*TASK PROMPT*
Put the stretch of lines below that starts with the line containing "Exercise. Mark the embroidered" and ends with the line containing "<point>488,246</point>", both included, into a JSON list of strings, one string per line, leaving out any blank lines.

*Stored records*
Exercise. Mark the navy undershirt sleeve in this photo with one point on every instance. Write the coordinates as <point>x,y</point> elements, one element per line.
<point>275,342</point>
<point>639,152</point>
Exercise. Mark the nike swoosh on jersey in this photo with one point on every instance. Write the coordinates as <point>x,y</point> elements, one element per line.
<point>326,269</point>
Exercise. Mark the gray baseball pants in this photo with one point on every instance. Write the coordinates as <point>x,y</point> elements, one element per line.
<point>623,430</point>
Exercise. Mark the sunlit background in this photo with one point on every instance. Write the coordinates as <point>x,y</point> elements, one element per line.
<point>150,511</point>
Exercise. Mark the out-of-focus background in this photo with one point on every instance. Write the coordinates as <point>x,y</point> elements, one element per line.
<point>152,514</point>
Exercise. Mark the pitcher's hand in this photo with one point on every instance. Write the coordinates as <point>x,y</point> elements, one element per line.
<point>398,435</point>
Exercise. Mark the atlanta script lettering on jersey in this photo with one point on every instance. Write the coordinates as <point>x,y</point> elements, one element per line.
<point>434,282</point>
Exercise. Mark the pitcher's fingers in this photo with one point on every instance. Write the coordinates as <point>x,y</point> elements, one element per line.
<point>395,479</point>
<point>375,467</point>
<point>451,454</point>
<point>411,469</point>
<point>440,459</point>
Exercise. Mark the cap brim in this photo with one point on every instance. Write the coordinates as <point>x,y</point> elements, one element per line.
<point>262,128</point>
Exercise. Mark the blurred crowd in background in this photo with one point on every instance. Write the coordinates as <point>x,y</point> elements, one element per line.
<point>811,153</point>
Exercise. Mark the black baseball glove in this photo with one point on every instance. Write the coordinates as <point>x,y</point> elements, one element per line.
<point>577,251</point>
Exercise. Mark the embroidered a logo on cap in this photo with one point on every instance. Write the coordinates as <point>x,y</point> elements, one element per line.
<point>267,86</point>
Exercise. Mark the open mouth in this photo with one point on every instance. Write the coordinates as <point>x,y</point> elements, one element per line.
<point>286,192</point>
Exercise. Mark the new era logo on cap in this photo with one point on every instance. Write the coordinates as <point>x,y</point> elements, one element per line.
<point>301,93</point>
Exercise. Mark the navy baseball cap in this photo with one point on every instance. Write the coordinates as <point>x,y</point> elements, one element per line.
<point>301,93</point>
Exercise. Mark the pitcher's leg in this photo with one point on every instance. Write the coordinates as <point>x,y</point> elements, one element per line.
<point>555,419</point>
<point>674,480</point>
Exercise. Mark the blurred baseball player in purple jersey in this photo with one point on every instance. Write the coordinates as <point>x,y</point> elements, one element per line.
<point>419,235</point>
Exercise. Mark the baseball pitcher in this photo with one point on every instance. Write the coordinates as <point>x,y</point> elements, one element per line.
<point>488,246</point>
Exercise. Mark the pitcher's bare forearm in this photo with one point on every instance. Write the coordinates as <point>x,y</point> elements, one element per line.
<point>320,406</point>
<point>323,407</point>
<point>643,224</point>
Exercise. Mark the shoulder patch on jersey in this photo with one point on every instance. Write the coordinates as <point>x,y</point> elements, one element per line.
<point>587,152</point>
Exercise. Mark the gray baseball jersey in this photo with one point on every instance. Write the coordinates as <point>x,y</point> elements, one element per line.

*THE OUTPUT*
[
  "Exercise. Mark the embroidered a logo on cap in this photo with one point on every instance. Write the coordinates as <point>x,y</point> elements, one element per line.",
  "<point>267,86</point>",
  "Exercise. Mark the open mouth in this photo with one point on every instance. Write the coordinates as <point>x,y</point> elements, one element per line.",
  "<point>286,192</point>",
  "Exercise. Mark the new era logo on cap in this photo with one point on every instance. Write the coordinates as <point>x,y</point> elements, one element per line.",
  "<point>301,93</point>",
  "Exercise. Mark the navy baseball cap in this photo with one point on every instance. Write the coordinates as <point>x,y</point> elements, one element per line.",
  "<point>301,93</point>",
  "Exercise. Mark the pitcher's leg in this photo with one point on every instance. Write the coordinates as <point>x,y</point> elements, one element per line.",
  "<point>555,419</point>",
  "<point>674,480</point>",
  "Exercise. Mark the blurred baseball player in purple jersey in this photo with one point on every instance. Write the coordinates as <point>x,y</point> elements, one element per line.",
  "<point>419,235</point>",
  "Exercise. Mark the baseball pitcher in this photo with one point on every instance. Write the coordinates as <point>x,y</point> elements, one element per line.",
  "<point>488,246</point>"
]